___ Text
# Manips



## paintluver

Those are just very simple editing, I can do more, just order and see what I can do!!!!


----------



## paintluver

Here is another one.


----------



## mpbmorganev

Sig/av/bg/manip: Sig (but I want it to look manippy (lol))
Colors: blues, earthy look
Text: Write the horses name under the picture in a scripty font
Pictures: Pictures by pony_pandemonium - Photobucket 1 picture from each of the horses listed here... you choose 
Extra: have fun and THANKS


----------



## paintluver

^I will get started right now!!

(Here is another type I can do)


----------



## paintluver

MPB. I am working on yours now, but the pictures are small. Do you know the limit for the signatures? I would like to make it bigger so that you could see the pictures...


----------



## paintluver

I don't know if I am pleased with this one or not. I didn't really know what you meant by earthy, so I chose something I thought was pretty! If you like it great, if not, you can choose a picture for the background and I can redo it!! 

(Ps. Joker is a beautiful horse!)









Just be honest, you won't hurt my feelings!


----------



## ChingazMyBoy

What programme do you use, you are brilliant!


----------



## paintluver

I use Gimp!! ^_^


----------



## paintluver

Le Bump!!!


----------



## ChingazMyBoy

paintluver said:


> Here is another one.


How did you get this affect on GIMP?


----------



## paintluver

I just cut the horse out put it on that background and used the smudge tool to make it look like it is umm... vanishing. And then I used 2 blank layers to make the white things around it... and changed the opacity and that is about it!


----------



## paintluver

Bump. Does anyone want one? I don't bite! Just ask!!!


----------



## paintluver

Bumpy!!


----------



## jadeewood

coould you do me like a collage/montage/manipy thing please.

choose from pictures below. if you are bored can u do one of each hhorse please. i will upload about 5 pictures of each or something dont know if tahst too much sorry if it is.

barn name: apache.
show name: 'a missing colour'
my name: jade wood
(any pictures in this link, showjumping, cross country, head shot, showing anything.dnt mind, prefer over the bigger jumps, mums jumping little jumps)
______
___ Supplied entries
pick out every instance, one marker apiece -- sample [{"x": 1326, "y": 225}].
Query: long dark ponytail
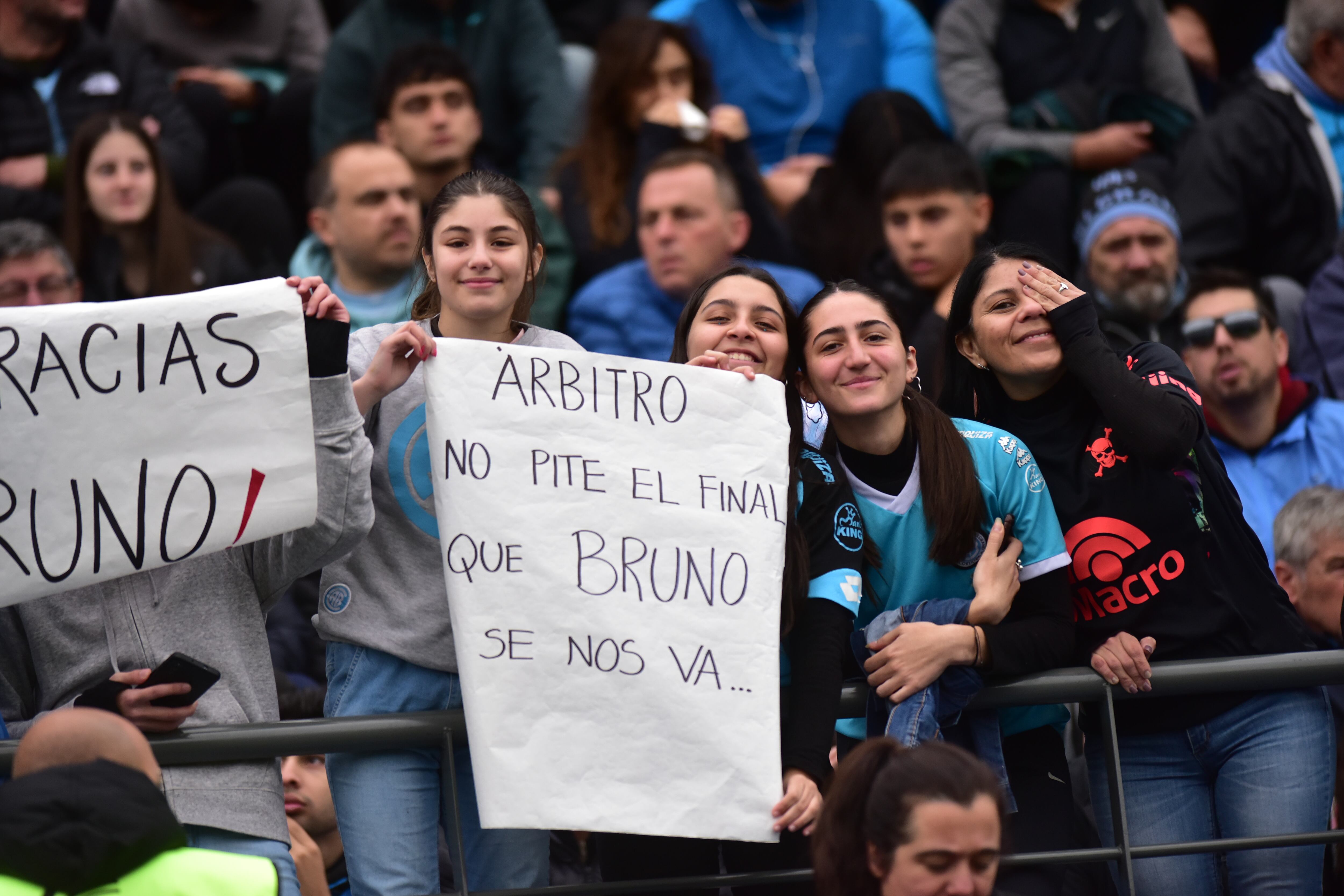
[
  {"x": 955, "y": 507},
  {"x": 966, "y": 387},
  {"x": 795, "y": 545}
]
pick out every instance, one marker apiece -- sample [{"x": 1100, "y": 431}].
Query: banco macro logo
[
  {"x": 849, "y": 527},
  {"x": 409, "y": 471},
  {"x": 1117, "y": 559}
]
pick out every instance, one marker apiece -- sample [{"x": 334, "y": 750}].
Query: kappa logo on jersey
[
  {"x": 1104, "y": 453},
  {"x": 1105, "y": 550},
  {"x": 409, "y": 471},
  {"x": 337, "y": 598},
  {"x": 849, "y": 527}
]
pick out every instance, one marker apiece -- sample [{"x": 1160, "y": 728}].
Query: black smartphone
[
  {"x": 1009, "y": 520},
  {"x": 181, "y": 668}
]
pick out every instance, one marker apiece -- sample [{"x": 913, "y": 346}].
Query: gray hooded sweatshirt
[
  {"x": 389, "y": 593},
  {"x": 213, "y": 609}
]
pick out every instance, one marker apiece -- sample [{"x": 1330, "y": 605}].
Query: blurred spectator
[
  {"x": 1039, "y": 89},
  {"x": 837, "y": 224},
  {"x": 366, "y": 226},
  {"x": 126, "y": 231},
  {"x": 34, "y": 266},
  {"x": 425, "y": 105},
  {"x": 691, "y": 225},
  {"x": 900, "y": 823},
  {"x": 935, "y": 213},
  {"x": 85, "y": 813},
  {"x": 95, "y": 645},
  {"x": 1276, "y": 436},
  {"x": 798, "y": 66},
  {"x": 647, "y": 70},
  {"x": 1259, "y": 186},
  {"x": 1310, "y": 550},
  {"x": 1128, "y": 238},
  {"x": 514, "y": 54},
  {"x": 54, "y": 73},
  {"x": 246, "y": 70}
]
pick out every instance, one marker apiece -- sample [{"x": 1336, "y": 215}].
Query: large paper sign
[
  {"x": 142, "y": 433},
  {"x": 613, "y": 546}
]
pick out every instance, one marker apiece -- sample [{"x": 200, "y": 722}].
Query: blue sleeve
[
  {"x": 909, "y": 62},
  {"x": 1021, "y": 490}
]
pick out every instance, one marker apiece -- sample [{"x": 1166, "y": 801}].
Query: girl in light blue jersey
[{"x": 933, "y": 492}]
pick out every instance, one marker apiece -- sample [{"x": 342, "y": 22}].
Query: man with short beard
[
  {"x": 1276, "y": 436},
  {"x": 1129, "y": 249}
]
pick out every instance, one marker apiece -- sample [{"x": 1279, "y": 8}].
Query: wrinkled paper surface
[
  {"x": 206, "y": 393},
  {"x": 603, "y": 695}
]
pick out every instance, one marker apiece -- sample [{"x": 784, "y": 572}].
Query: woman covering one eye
______
- Problems and tasks:
1 – Translate this sentence from the manips thread into Spanish: "I didn't really know what you meant by earthy, so I chose something I thought was pretty!"
2 – Write the next part of the manips thread, picking up after its final post.

- The responses:
1 – No sabía muy bien a qué te referías con "terroso", así que elegí algo que me pareció bonito.

2 –
apache pictures by jadecoralwood - Photobucket


lilly.
showname: senators little girl.
my name jade wood.


























Brandy.
showname: mr.b
my name jade wood.



























rita
showname:baylady
my name: jade wood


































ferdi
showname: baywoodboy
my name: jade wood

























have fun, Think i have uploaded to many pictures!


----------



## paintluver

^Sorry I took so long. I was showing at fair for a week. I will get started on those right now!


----------



## paintluver

Wow, I am having a hard time thinking of backgrounds! Don't worry, they will be done soon!


----------



## charlene1985

I would love 2 pics if possible one for each horse, the first horse is Midnights Mystery Man (mystery) he is my bfs horse. here are some pics of him


----------



## paintluver

Ok, I will get started on your guy's pics.
(Please read the first page. It helps me stay organized)

1.JadeeWood
2.Charlene1985
3.Open


----------



## charlene1985

here is the other on Bar Lee's Luck-O-the-Draw (Reno) sorry for the pic overload just want to give u an option on what u can use. Thanks in advance


----------



## paintluver

JadeeWood:
I am sorry they are not that good. I am having brain farts with Gimp. First it closed down on me and then I couldn't get it how I wanted it! If you want I can change them.

I only have 2 done thus far, I am still working on the others!
Apache








Lilly


----------



## paintluver

Oh I just wanted to say, I love it when you post a lot of pics. More selection and more variety I can do! So don't worry about that!


----------



## paintluver

Brandy:


----------



## paintluver

Rita:


----------



## CrazyH0rse

what is a manip?


----------



## paintluver

^^A picture that is edited to another picture or something like that!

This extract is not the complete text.